• WHAT YOU HAVE TO DO: Pick up the report on diversity among learners in New Zealand schools after its last sentence and continue writing it. The listing that follows is not part of the report.

:: DOCUMENT EXTRACT

Diversity is a defining feature of our world in this time of increasing globalisation and migration, and it is reflected in our communities. The learning environment is no exception. New Zealand ranks third among OECD countries for the highest proportion of overseas born residents (OECD, 2017) and Auckland city now has one of the highest proportions of immigrants of any city in the OECD.
Part 1 of this report defines diversity, its benefits and challenges, describes who are our diverse learners, what diversity in schools in Auckland looks like, and the policy settings and expectations set for addressing diversity. This section concludes with the key evaluation questions and methodology used here to evaluate principles and practice addressing diversity in New Zealand services and schools.
Diversity is a fundamental aspect of our society and therefore of our communities, workplaces, schools, and early learning services. Culture is one significant contributor to diversity. In itself culture is a comprehensive concept and encompasses many components such as values and behavioural styles, language and dialects, non‑verbal communications, and perspectives, worldviews and frames of reference (Banks, 2006). Culture is also dynamic in that individuals, practices and environments are constantly changing and so it is difficult to have a single definition of culture.
A culturally and linguistically diverse (CLD) learner is typically used to identify a learner who differs from the mainstream culture in terms of ethnicity, social class, and or language (Perez, 1988). In this sense, linguistic diversity is a subset of cultural diversity (Parla, 1994). “CLD learners” refers to learners whose home language is a language other than English, who are second language learners, limited English proficiency, bilingual, language minority learners, and mainstream dialect speakers. In the context of migration, the CLD population could include migrants and refugees, those with migrant backgrounds, temporary and permanent migrants and first- and second‑generation migrants. Immigrant status can reflect duration of settlement, distance to integration etc. and could also serve as a proxy for factors such as birthplace, ethnicity, race and language.

::::
:: DATA LINES

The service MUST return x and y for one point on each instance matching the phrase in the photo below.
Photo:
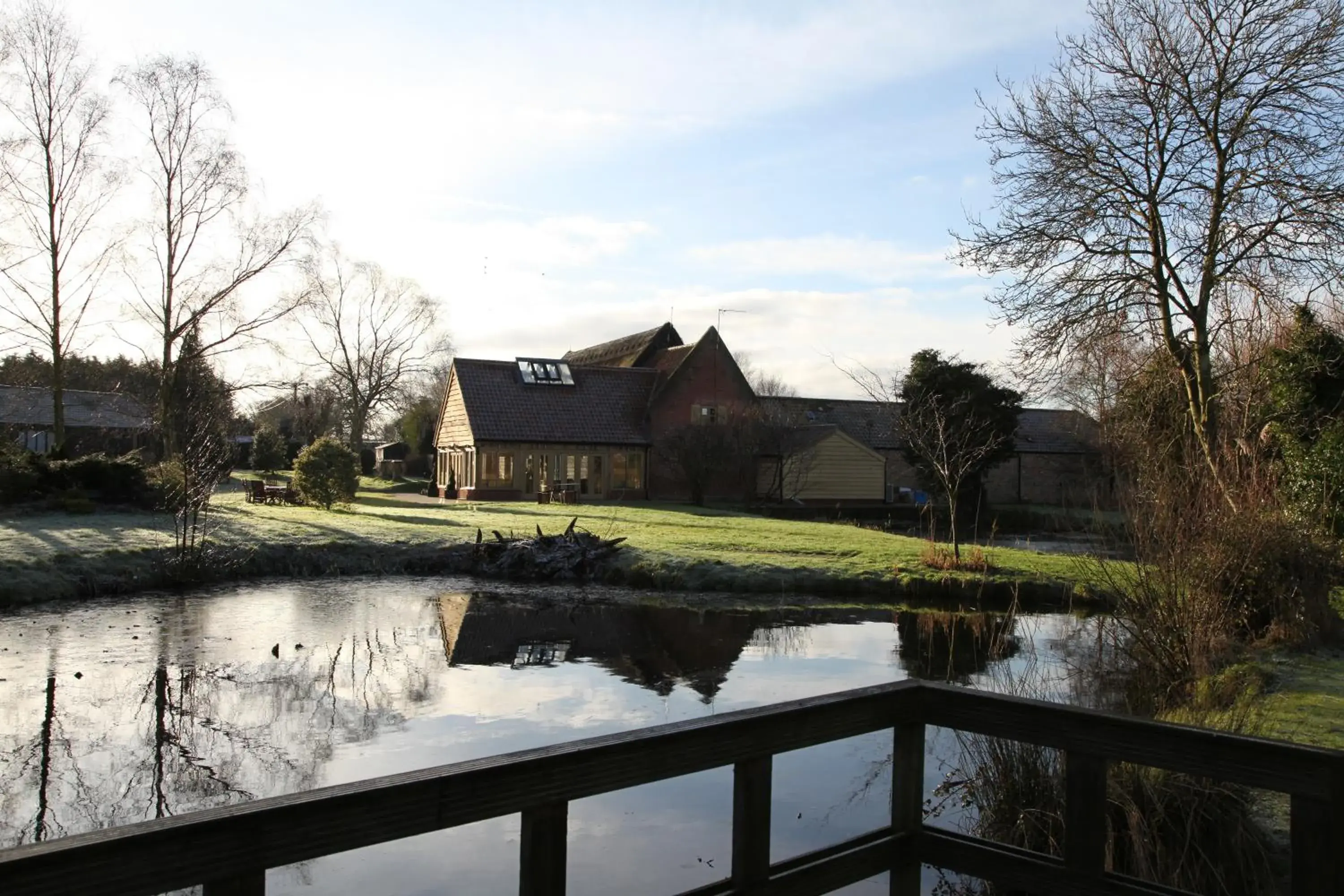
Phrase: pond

::::

• RESPONSE:
Research (CaDDANZ, 2014) finds there are economic and social benefits to diversity, from economic innovation associated with immigrant entrepreneurialism to exposure of local people to new values, practices, institutions, foods, languages and world views. Diversity is seen as comparative advantage and opportunity. To reap this diversity dividend, we must prepare teachers, early learning services, schools and learners to adapt, respond and mutually benefit.
Gearing up a system‑wide response is no mean task. To make sure social mobility and inclusion are achieved for all, an education system must be successful in teaching every child to communicate and interact with people from different backgrounds and with different abilities (Kendall, 2010). This means teachers must excel in engaging and making sure learning happens for all learners, irrespective of background, and early learning services and schools need to have the right guidance and support systems for learners and teachers alike.
Is diversity in the classroom a challenge or an opportunity? When considering CLD learners it is important to remember that difference does not mean deficient. People everywhere learn differently, process information in different ways, and look to different external cues for understanding the world. The priorities of diverse learners are broader than just learning English, which is the main medium of instruction. Research (Geay et al., 2013) has shown that an increased presence of learners who do not speak English as their home language is not detrimental to the educational attainment of native English speakers. On the contrary, a diverse mix of learners can potentially enrich each other’s world through their unique cultures and sense making.
Learners need the ability to work with a diversity of people — because the changing global environment requires us to engage with people from many different backgrounds and world views — and to work with a diversity of ideas to solve increasingly complex, real‑world challenges.
In schools, the task of managing heterogeneous classrooms is a key teaching challenge (Bryk, 2015). It is essential for teachers and schools to create positive learning environments and instructional strategies that support learning outcomes which are aligned to standards and core curriculum.
Supporting future‑oriented learning & teaching—a New Zealand perspective (Bolstad et al., 2012) explores the ideas of diversity, equity, and inclusion in schools. It argues for the need to recognise, actively foster and teach diversity as a strength of any education system. This was exemplified in a particular school with only five percent of learners from Chinese families. Chinese cultural classes challenged and stimulated curiosity and inquiry learning, and opened doors to the wider world. International evidence shows learning a second language can also contribute to the development of a learner’s literacy skills in their home language.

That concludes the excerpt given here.